**WHAT TO WORK ON:**
A. What does the GIC forum thread say from "# GIC Options" to "of my rrsp."? Quote that span word for word.
B. Can you extend the forum thread on GIC options, picking up right after its last line?

# GIC Options



## christinad (Apr 30, 2013)

Does anyone know of any gics other than peoples trust or maxa financial that pay high returns. (Not really high, but higher). The problem with People's Trust is you can't take out your money before the due date. I don't like Maxa because you have to mail in a cheque, you can't do it electronically. That seems ridiculous. My concern is that if I am laid off and in dire straits I may need to take money out of my rrsp.

Thanks,

Christina


----------



## james4beach (Nov 15, 2012)

I use Outlook Financial (part of Assiniboine Credit Union, MB). The GIC rates are high and they're cashable, which is great. Cashable still would incur a penalty but it's nice knowing the money isn't totally locked in.


----------



## AltaRed (Jun 8, 2009)

There is considerable info at http://www.highinterestsavings.ca/ on GICs rates, institutional nuances/behaviour et al.


----------



## shanti (Dec 3, 2011)

I'm thinking about GICs offered by Achieva Financial. 

1 Year 2.15%, 2 Year 2.35% 3 Year 2.55% 4 Year 2.75% 5 Year 3.0%.


----------



## alingva (Aug 17, 2013)

find a GIC broker. Another option is to check with a stock broker( CIBC, RBC, TD, eTrade, Scotia etc), they offer GICs also, they offer GICs from most FIs


----------



## birdman (Feb 12, 2013)

**EXCERPTED DATA:**
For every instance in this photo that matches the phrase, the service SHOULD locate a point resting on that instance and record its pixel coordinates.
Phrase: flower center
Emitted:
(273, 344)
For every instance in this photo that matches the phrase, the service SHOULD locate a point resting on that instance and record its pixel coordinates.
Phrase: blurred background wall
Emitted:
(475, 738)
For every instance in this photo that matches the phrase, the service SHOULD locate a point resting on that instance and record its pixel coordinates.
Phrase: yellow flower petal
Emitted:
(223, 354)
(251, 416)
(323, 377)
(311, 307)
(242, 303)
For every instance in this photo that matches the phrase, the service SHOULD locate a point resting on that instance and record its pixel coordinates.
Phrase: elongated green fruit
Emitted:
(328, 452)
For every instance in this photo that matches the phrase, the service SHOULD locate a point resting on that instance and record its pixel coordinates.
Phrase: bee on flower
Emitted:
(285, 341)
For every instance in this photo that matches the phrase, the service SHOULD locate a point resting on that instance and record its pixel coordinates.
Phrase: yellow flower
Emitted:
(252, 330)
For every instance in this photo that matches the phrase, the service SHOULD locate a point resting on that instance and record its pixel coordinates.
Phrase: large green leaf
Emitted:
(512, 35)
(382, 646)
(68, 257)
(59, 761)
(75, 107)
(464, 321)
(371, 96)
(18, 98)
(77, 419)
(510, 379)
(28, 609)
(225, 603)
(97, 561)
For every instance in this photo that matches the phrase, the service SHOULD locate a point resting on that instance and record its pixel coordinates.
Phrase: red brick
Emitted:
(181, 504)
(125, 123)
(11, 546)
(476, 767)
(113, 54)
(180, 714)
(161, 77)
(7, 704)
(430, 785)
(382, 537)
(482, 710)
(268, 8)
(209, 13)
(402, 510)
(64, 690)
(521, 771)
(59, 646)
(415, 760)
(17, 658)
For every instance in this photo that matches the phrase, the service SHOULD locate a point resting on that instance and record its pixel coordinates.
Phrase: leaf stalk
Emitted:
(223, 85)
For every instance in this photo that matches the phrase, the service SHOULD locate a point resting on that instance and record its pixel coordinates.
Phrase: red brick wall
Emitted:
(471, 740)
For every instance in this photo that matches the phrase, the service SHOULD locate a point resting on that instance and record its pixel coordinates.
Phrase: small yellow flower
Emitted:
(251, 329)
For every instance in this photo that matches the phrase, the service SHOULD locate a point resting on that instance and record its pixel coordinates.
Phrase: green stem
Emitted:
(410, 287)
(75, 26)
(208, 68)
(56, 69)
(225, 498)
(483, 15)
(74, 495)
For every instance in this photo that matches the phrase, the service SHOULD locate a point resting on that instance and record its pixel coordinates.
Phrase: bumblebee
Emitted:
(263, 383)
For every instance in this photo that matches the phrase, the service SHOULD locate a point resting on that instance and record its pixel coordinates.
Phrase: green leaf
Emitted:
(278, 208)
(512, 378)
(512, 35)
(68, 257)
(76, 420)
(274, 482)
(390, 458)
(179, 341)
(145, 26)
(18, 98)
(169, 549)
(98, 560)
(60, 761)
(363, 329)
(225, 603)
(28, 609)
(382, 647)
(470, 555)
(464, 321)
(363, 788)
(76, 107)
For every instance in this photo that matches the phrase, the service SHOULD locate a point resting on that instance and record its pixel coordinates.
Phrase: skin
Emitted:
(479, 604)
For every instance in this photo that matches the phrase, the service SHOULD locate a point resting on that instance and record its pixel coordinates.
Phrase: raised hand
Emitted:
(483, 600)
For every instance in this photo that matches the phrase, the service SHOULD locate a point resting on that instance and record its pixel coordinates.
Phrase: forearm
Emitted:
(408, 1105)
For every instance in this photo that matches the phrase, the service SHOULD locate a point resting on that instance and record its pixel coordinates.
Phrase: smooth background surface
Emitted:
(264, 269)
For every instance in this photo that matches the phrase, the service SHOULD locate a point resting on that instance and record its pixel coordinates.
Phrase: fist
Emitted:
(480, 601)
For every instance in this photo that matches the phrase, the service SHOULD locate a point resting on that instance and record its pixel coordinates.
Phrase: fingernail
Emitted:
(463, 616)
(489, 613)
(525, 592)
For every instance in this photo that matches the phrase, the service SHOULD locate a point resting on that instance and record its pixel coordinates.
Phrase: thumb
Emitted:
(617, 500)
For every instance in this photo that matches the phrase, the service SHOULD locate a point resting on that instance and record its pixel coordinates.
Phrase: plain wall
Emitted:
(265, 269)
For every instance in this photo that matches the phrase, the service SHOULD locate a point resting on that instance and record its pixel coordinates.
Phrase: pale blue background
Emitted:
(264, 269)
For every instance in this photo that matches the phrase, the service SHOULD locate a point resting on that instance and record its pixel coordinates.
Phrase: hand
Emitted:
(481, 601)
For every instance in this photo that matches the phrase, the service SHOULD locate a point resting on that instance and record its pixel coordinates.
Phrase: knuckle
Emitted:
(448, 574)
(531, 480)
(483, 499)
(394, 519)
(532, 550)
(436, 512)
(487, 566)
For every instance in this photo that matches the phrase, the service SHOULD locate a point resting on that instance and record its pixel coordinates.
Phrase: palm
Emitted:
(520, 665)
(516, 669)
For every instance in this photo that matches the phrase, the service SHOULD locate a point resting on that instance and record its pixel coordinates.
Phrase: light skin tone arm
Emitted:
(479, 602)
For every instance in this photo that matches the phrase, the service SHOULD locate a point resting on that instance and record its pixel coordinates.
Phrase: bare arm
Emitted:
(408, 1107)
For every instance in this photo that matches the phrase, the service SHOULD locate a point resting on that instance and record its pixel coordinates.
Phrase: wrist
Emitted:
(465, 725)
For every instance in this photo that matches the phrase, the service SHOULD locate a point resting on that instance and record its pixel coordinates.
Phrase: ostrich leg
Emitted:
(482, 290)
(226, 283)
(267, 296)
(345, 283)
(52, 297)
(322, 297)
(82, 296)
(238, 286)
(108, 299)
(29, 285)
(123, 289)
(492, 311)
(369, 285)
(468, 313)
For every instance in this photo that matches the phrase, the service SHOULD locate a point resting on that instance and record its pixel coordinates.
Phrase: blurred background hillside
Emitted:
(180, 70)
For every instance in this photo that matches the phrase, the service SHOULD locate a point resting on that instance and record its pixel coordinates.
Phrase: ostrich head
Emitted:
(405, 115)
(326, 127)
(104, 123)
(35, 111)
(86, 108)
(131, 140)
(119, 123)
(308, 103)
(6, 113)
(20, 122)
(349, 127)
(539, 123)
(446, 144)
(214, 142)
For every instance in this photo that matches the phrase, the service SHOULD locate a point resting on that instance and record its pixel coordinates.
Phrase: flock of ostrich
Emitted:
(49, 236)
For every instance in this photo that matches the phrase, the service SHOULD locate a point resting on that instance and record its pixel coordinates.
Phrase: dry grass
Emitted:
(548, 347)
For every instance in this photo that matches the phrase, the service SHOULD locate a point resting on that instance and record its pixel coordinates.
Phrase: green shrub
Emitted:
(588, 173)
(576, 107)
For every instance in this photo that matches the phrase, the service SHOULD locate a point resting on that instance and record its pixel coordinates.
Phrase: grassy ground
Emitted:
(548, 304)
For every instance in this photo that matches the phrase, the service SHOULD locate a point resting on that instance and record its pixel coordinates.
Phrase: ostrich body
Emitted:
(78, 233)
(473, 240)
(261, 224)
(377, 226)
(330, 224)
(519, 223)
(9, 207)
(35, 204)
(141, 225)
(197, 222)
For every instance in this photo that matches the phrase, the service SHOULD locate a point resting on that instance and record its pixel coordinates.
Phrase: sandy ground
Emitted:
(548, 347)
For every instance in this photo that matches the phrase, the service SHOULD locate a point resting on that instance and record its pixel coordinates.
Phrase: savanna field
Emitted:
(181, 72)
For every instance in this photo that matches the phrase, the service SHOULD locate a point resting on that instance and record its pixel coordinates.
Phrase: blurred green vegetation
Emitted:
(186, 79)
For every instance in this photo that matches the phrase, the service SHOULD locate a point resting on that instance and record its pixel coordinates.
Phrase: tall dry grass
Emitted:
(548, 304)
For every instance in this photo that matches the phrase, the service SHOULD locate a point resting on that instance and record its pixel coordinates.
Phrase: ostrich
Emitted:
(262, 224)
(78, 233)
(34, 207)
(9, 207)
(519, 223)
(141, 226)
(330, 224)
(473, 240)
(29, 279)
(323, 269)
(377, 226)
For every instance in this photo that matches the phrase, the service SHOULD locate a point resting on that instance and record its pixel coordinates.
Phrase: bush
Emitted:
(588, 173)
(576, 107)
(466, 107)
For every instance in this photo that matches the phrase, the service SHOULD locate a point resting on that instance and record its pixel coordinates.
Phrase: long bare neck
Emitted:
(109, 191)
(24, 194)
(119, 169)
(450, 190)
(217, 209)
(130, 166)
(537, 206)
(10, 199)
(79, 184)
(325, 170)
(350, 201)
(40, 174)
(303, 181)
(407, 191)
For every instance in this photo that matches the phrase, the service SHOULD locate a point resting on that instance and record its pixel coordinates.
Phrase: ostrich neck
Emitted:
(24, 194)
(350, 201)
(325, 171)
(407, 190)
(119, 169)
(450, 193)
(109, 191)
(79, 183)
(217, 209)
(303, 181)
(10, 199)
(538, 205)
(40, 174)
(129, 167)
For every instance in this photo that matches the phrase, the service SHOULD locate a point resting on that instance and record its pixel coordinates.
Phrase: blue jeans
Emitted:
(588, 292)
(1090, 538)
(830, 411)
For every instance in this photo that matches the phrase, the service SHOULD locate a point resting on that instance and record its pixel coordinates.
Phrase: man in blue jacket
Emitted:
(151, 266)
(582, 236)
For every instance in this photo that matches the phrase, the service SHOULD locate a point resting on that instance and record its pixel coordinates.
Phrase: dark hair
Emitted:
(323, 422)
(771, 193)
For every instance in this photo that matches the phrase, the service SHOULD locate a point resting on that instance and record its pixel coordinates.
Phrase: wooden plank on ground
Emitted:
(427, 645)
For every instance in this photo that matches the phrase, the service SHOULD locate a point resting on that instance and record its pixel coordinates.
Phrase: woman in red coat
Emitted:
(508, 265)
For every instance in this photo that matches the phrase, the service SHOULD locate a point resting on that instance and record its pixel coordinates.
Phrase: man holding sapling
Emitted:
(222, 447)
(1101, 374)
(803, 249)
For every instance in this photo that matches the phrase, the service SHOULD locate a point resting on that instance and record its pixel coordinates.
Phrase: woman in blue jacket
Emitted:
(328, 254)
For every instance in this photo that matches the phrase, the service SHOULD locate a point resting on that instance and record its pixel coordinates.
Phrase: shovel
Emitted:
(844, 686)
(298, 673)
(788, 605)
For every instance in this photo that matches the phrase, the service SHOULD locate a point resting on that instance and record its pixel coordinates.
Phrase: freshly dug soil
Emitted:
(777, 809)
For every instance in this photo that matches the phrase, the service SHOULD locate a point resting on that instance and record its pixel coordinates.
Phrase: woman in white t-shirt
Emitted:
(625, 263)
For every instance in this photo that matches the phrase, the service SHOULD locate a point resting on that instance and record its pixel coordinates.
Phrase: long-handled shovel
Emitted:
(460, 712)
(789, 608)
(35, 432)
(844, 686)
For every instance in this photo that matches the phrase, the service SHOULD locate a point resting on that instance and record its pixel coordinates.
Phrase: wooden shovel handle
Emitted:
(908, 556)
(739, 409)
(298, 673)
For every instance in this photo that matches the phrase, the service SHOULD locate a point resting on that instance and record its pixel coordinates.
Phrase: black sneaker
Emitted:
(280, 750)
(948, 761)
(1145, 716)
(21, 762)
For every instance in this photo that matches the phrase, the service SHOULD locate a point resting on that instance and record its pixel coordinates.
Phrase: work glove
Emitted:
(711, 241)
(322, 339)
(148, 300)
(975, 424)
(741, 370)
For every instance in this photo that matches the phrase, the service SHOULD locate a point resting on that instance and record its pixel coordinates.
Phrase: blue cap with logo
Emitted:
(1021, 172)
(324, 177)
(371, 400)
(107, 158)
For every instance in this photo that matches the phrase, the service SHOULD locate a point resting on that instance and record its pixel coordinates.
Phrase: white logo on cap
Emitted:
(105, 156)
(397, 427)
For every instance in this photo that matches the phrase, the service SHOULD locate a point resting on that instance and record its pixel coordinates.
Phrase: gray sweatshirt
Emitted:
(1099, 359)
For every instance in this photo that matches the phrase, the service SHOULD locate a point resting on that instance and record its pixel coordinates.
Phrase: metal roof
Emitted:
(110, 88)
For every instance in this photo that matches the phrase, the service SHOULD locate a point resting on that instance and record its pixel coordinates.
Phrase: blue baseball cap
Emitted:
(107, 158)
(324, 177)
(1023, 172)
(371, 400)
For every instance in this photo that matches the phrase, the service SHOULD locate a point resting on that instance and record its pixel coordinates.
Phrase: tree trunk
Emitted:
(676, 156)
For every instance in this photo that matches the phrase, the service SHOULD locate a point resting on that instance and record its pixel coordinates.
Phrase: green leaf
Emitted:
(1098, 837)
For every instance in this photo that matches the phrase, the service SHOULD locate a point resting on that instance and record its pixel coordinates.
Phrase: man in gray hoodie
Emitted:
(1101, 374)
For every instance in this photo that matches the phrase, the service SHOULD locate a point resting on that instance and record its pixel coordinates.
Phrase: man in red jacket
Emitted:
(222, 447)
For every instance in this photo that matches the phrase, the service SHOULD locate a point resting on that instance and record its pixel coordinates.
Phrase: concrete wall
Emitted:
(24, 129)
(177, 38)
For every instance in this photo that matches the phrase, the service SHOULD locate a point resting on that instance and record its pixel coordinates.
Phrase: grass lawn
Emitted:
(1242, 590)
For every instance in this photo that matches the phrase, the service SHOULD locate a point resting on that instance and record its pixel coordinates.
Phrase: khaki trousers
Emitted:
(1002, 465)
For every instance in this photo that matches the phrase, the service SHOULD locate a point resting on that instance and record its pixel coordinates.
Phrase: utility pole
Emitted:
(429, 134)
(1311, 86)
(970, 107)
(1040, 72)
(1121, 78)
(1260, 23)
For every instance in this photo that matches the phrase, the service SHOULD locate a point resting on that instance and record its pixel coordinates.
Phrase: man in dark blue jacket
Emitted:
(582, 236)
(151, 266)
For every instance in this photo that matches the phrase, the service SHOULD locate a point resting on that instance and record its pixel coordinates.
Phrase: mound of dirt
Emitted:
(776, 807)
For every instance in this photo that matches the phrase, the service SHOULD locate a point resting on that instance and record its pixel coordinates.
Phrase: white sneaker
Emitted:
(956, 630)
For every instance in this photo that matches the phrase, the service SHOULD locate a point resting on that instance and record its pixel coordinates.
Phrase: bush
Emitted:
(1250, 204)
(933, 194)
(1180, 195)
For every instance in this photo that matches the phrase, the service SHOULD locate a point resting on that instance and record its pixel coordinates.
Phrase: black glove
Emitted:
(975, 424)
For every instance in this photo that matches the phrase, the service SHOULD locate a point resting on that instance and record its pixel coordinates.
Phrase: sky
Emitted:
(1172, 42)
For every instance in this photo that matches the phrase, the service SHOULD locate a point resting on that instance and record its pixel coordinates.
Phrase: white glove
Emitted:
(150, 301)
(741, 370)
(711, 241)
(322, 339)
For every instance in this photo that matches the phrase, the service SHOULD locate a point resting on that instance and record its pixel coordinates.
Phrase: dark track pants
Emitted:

**ANSWERS FOR THE EXERCISE:**
A.
# GIC Options



## christinad (Apr 30, 2013)

Does anyone know of any gics other than peoples trust or maxa financial that pay high returns. (Not really high, but higher). The problem with People's Trust is you can't take out your money before the due date. I don't like Maxa because you have to mail in a cheque, you can't do it electronically. That seems ridiculous. My concern is that if I am laid off and in dire straits I may need to take money out of my rrsp.

B.
I have some GIC's and savings with Achieva and find them fine. No problems and easy transferring back and forth between it and my home financial institution.


----------



## the-royal-mail (Dec 11, 2009)

Are you relying on your RRSPs for an emergency fund? Wouldn't it be better to save an e-fund (yes, in GICs) outside of your RRSP?

Anyway, take a look at RBC's offerings. They have pretty decent GIC rates but the kicker is the best rates are in their non-cashable version.


----------



## christinad (Apr 30, 2013)

Thanks for the advice. It looks like both Achieva and Outlook offer similar rates. They also offer RRIF gics which I like for simplicity when I need to transfer. I will have to look at their sites more closely and decide which I want to use. 

I am just thinking in a dire emergency - ie if I have exhausted my TFSA - I would use my RRSPs. I think I could last 2 years unemployed. I don't know how long you are supposed to be able to last in unemployment. I'm single so having that cushion is important to me.

If you have a gic ladder are you supposed to buy the gic at different months? What I thought was for simplicity I would buy a GIC the same month every year.

Thanks,

Christina


----------



## Nemo2 (Mar 1, 2012)

christinad said:


> If you have a gic ladder are you supposed to buy the gic at different months? What I thought was for simplicity I would buy a GIC the same month every year.


http://www.theglobeandmail.com/glob...-make-a-little-more-at-no-risk/article791134/



> the GIC ladder is a reasonable compromise that can be put together in about five minutes.
> 
> Laddering means dividing your money equally into GICs with terms of one through five years. Every year, you'll roll your maturing money into a new five-year certificate. If interest rates climb, you'll have a chance to buy in. If rates fall, you've only got limited exposure.


----------



## the-royal-mail (Dec 11, 2009)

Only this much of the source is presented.